Short exercise 1:
Quote the crayon essay word for word, starting at "It’s time for" up to and including "had art class.".
Short exercise 2:
In the crayon essay, what was the color now called Peach previously labeled?

Reading passage:
####

It’s time for the back-to-school blues

09 Wednesday Aug 2017

Posted by michael schinker in war

≈ Leave a comment

And greens and reds and . . .  Apricot, Aquamarine, Mulberry and even Goldenrod. Sound familiar? No, these are not options on paint chips at Sherwin Williams. They are crayon colors. Who hasn’t had a box or two in their school desk or backpack? If many decades ago like me you went back to school in the Fall with one of the original Crayola 64-Packs, those more exotically named colors would have been included among the choices in your arsenal for creative expression. Maybe because I was artistically adept as a young grade schooler I couldn’t wait to pop open that box, to inhale the unique, unmistakable aroma of that amazing pallet of colors trapped in wax until I released their magic onto a blank piece of paper the first time we had art class.

Since Binney & Smith first began producing Crayola crayons in 1903, many colors over time have been cycled in and out. Earlier this year the company replaced Dandelion with yet another hue of blue. Some colors have remained the same shade but just experienced a name change over the years. Peach for example, previously labeled as Flesh, was probably renamed to be more politically correct and less racially exclusive.

To me the most disappointing aspect of the coloring experience was that of course with use, the points disappeared. Then it was a matter of peeling back the paper, and in the absence of some kind of sharpener, using the blunt end to try to render a crisp line. I suppose to my fellow elementary schoolmates that wasn’t a matter of great concern. But it bothered me. Maybe it was this disposition for perfection that led me to a career not in fine art but interestingly as a graphic designer. When I started, the profession was known simply as “commercial art,” the creative arm of the advertising world. When technology took over in the 90s, creative possibilities got a lot more sophisticated, and limitless. Eventually I gained the advantage of learning that my hand on a mouse could portray a world of imagination that my little fingers gripping stubby crayons tried to but could not. An old dog can learn new tricks.

####

Recorded information:
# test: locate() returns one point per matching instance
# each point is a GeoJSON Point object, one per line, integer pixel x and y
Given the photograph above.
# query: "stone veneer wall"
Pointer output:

####

Reply 1:
It’s time for the back-to-school blues

09 Wednesday Aug 2017

Posted by michael schinker in war

≈ Leave a comment

And greens and reds and . . .  Apricot, Aquamarine, Mulberry and even Goldenrod. Sound familiar? No, these are not options on paint chips at Sherwin Williams. They are crayon colors. Who hasn’t had a box or two in their school desk or backpack? If many decades ago like me you went back to school in the Fall with one of the original Crayola 64-Packs, those more exotically named colors would have been included among the choices in your arsenal for creative expression. Maybe because I was artistically adept as a young grade schooler I couldn’t wait to pop open that box, to inhale the unique, unmistakable aroma of that amazing pallet of colors trapped in wax until I released their magic onto a blank piece of paper the first time we had art class.

Reply 2:
Flesh